[Task statement]:
Up to and including the line with "Pin the tall", write out the listing from its first line, minus the pictures.

[Data extract]:
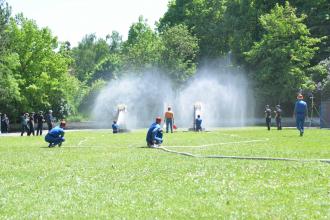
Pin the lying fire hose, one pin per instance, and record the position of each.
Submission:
(242, 157)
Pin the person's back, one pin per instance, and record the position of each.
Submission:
(198, 123)
(56, 132)
(56, 135)
(115, 127)
(154, 134)
(301, 108)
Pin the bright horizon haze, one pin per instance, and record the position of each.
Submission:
(71, 20)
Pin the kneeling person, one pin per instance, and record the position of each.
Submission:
(155, 134)
(56, 135)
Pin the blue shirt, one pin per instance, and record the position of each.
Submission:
(198, 122)
(154, 133)
(56, 132)
(115, 127)
(300, 107)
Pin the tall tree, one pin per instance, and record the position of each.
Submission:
(281, 55)
(142, 50)
(42, 73)
(180, 53)
(204, 18)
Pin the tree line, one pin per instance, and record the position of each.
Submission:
(282, 45)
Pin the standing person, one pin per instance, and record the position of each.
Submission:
(198, 123)
(49, 120)
(56, 135)
(0, 122)
(268, 116)
(31, 124)
(155, 134)
(115, 127)
(24, 124)
(278, 117)
(40, 121)
(5, 123)
(169, 119)
(300, 112)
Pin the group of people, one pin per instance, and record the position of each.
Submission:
(155, 132)
(300, 113)
(4, 123)
(31, 122)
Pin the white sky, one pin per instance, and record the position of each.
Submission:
(72, 19)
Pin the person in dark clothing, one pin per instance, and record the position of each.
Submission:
(40, 121)
(31, 125)
(300, 112)
(198, 123)
(24, 123)
(49, 120)
(115, 127)
(155, 134)
(56, 135)
(278, 117)
(268, 116)
(4, 124)
(0, 123)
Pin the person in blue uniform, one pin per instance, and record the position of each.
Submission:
(115, 127)
(56, 135)
(300, 112)
(155, 134)
(278, 117)
(198, 123)
(268, 116)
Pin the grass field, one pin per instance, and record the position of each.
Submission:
(101, 175)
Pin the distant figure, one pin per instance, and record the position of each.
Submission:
(40, 120)
(31, 125)
(56, 135)
(4, 124)
(169, 119)
(268, 116)
(300, 112)
(155, 134)
(278, 117)
(49, 120)
(115, 127)
(198, 123)
(24, 123)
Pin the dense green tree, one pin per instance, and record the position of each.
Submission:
(42, 73)
(281, 55)
(142, 50)
(89, 52)
(179, 54)
(204, 18)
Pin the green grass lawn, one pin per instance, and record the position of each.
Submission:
(101, 175)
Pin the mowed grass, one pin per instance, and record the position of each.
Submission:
(101, 175)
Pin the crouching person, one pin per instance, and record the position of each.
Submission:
(56, 135)
(155, 134)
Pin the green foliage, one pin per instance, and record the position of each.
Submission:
(142, 50)
(281, 55)
(42, 73)
(204, 20)
(179, 54)
(90, 52)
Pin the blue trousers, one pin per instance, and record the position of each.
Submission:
(300, 120)
(54, 140)
(169, 123)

[Exercise solution]:
Pin the lying fire hose, one pin per instance, and record the position of each.
Submission:
(242, 157)
Pin the person's back, one pin per instance, and record the position of each.
Submission:
(198, 123)
(56, 132)
(56, 135)
(115, 127)
(154, 134)
(301, 108)
Pin the bright horizon haze, one pin per instance, and record the position of each.
Submission:
(71, 20)
Pin the kneeling person, one pin per instance, and record the position of each.
Submission:
(155, 134)
(56, 135)
Pin the blue shirt, one pin per instance, and record the position of each.
Submission:
(198, 122)
(154, 133)
(56, 132)
(115, 127)
(300, 107)
Pin the tall tree, one pin per instance, and record the position of each.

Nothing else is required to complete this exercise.